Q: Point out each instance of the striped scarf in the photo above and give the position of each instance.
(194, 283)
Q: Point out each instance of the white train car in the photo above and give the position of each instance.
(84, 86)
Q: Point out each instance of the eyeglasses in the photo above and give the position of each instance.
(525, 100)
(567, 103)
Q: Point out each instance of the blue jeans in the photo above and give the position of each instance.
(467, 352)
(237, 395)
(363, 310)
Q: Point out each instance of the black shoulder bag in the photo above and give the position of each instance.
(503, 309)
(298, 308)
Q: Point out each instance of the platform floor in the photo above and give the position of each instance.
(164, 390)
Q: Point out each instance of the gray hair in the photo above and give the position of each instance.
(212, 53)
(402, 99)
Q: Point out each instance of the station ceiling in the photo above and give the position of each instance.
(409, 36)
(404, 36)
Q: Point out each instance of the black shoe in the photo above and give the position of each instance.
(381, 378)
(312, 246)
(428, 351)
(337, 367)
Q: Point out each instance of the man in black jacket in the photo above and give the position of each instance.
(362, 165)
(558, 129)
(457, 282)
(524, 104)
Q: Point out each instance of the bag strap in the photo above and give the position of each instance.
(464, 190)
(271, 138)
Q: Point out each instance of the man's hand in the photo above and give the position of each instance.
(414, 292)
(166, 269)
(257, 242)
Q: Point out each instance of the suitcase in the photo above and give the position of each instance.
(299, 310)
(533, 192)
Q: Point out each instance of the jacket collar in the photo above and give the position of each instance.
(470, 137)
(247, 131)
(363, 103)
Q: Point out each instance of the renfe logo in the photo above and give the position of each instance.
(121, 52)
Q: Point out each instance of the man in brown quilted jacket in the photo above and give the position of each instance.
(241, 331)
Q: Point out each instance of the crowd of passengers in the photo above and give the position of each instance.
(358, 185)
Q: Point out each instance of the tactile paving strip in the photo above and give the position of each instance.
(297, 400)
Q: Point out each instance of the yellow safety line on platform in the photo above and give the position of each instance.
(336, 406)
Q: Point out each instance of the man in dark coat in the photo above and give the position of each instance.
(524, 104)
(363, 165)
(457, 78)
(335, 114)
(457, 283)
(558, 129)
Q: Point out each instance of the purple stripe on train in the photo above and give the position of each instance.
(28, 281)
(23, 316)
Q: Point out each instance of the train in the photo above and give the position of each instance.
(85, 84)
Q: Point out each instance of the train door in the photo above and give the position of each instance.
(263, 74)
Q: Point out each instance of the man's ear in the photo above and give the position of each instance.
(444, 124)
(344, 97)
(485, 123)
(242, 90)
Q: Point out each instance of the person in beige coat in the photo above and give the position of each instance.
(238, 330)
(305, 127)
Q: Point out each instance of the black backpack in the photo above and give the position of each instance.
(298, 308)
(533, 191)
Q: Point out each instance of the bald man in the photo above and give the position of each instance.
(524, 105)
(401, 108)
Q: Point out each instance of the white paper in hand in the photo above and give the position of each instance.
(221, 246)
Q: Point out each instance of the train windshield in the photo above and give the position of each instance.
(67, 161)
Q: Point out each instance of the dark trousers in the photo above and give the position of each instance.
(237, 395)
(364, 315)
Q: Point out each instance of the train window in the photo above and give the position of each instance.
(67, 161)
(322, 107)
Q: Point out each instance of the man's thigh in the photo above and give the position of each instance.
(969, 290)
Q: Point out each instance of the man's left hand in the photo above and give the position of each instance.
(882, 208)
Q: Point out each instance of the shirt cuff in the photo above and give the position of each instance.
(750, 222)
+++
__Task to complete__: Copy each line of the data above without altering a single character.

__Finished exercise__:
Q: Point out each instance of the striped scarf in the photo above and give the position of each instance.
(194, 283)
Q: Point out each instance of the white train car in the photo above and give the position of each instance.
(84, 86)
Q: Point out each instance of the eyeglasses in the photo above and give the position of each instance.
(525, 100)
(567, 103)
Q: Point out each instance of the blue jeans in the photo above and give the position of each instance.
(467, 352)
(237, 395)
(363, 310)
Q: Point out each instance of the black shoulder bag in the photo above and give the position of each instance.
(503, 309)
(298, 308)
Q: Point out each instance of the platform floor in the photo above and give the position of each instance.
(164, 390)
Q: Point out each instance of the gray hair in the photo above and give the position of each instance.
(212, 53)
(402, 99)
Q: Point out each instance of the station ceiling in the photo above and give the position of each instance.
(409, 36)
(404, 36)
Q: Point out each instance of the black shoe in the photo above and give the position of each instance.
(381, 378)
(312, 246)
(428, 351)
(337, 367)
Q: Point out each instance of the man in black jacket in the photo above and give the position of each instance.
(362, 165)
(558, 129)
(457, 282)
(524, 104)
Q: Point out each instance of the bag strap in the photo above and give the position of each instance.
(464, 190)
(271, 138)
Q: Point out each instance of the man's hand in the photo above and give the position of each instance.
(414, 292)
(166, 269)
(257, 242)
Q: Point out each instance of the suitcase in the photo above and give the position of each instance.
(299, 310)
(533, 192)
Q: Point out each instance of the jacket collar in the photo above and give the position of each instance.
(470, 137)
(247, 131)
(363, 103)
Q: Point out each instance of the renfe logo in the photo above and give the position of each instance.
(121, 52)
Q: Point out each instance of the man in brown quilted jacket in the photo above and give the position of each instance.
(241, 331)
Q: Point out each instance of the crowd of passengers in the photo above and give the position of each instance.
(358, 185)
Q: Point out each instance of the tactile paving strip in the photo above and give the position of each instance.
(297, 400)
Q: Point out each instance of the yellow safety line on platform in the photo above and give the position of each instance.
(336, 406)
Q: Point out each instance of the man in dark coat in the photo above and give the position of each instance.
(524, 104)
(363, 165)
(457, 78)
(335, 114)
(457, 283)
(558, 129)
Q: Point out each instance of the purple stripe on train in the photo above and give the position of each instance.
(28, 281)
(23, 316)
Q: Point out each instance of the train in the photo above and give the position of each instance.
(85, 84)
Q: Point out each instance of the train door in the photo above and give the position of each instance.
(263, 74)
Q: Point out each instance of the man's ear in the photo above and give the position of each instance.
(444, 124)
(344, 97)
(485, 123)
(242, 90)
Q: Point out each instance of the person in beige coat in the photo above and give the position of each instance.
(238, 330)
(305, 127)
Q: Point out each instance of the black backpack in the photo above and give the position of each instance.
(298, 308)
(533, 191)
Q: Point out each instance of the bald man in the photo above and give the position of each instance.
(524, 105)
(401, 108)
Q: Point out each instance of the white paper in hand in the photo above and give the position of each instance.
(221, 246)
Q: Point out each instance of the train windshield in the photo above and give the position of each instance.
(67, 161)
Q: Point out each instance of the dark trousers in the photo above and give the position of each instance.
(237, 395)
(364, 315)
Q: Point out each instance of the train window in the photo above and give the position of each instance.
(67, 161)
(322, 107)
Q: Point out each instance of the man's thigh in the photo above and give the position of each instance.
(969, 290)
Q: Point out each instance of the man's left hand in the photo above and give the position of each instance.
(882, 208)
Q: Point out each instance of the shirt cuff in the photo above and give the position of each instance.
(750, 222)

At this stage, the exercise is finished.